--- begin Supplied material ---
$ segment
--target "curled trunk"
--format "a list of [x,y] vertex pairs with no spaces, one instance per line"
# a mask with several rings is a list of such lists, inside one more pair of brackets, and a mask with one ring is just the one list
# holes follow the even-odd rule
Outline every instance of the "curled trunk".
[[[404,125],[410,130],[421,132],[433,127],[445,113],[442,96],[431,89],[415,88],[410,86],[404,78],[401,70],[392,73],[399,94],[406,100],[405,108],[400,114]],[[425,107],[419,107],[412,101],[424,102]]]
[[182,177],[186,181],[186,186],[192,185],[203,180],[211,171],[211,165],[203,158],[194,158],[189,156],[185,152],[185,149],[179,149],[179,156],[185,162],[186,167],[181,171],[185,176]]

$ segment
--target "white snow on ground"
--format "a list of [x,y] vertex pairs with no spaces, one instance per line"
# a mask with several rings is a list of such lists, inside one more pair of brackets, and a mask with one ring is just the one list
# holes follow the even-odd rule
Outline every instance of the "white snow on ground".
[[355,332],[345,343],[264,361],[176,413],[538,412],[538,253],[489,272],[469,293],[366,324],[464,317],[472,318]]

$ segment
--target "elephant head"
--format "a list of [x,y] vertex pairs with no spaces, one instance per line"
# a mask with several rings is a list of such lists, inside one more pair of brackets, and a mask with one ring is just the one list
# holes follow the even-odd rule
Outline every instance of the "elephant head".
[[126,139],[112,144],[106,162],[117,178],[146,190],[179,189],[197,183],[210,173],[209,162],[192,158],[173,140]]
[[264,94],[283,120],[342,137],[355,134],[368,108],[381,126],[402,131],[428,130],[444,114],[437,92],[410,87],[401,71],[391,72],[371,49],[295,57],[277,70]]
--- end Supplied material ---
- [Required task]
Output the entries verbatim.

- [Problem solution]
$ segment
--target "curled trunk"
--format "a list of [x,y] vertex pairs with no spaces, one instance per line"
# a mask with several rings is a list of such lists, inside one more pair of brackets, and a mask with one ring is just the one list
# holes follow the even-odd rule
Outline every instance of the "curled trunk".
[[[404,125],[410,130],[421,132],[433,127],[445,113],[442,96],[431,89],[415,88],[410,86],[404,78],[401,70],[392,73],[399,94],[406,100],[405,108],[400,114]],[[425,107],[419,107],[412,101],[424,102]]]
[[182,177],[186,181],[186,186],[192,185],[203,180],[211,171],[211,165],[203,158],[194,158],[189,156],[185,152],[185,149],[179,149],[179,156],[185,162],[186,167],[181,171],[185,176]]

$ segment
--target "white snow on ground"
--format "a list of [x,y] vertex pairs with no spaces, one instance per line"
# a mask with several rings is a list of such lists, inside one more pair of brackets, and a mask with one ring is just the one list
# holes follow the even-odd rule
Outline every instance of the "white snow on ground".
[[355,332],[345,343],[264,361],[176,413],[538,412],[538,253],[489,272],[469,293],[366,324],[464,317],[472,318]]

$ segment
--target "elephant head"
--format "a list of [x,y] vertex pairs with no spaces, one instance per line"
# a mask with several rings is a list of such lists, inside one more pair of brackets, and a mask with one ring is just the one list
# holes follow the even-odd rule
Outline every instance of the "elephant head".
[[126,139],[112,144],[106,162],[117,178],[146,190],[179,189],[197,183],[210,173],[209,162],[192,158],[173,140]]
[[264,94],[283,120],[342,137],[355,134],[368,108],[381,126],[402,131],[428,130],[444,114],[437,92],[410,87],[401,71],[391,72],[371,49],[295,57],[277,70]]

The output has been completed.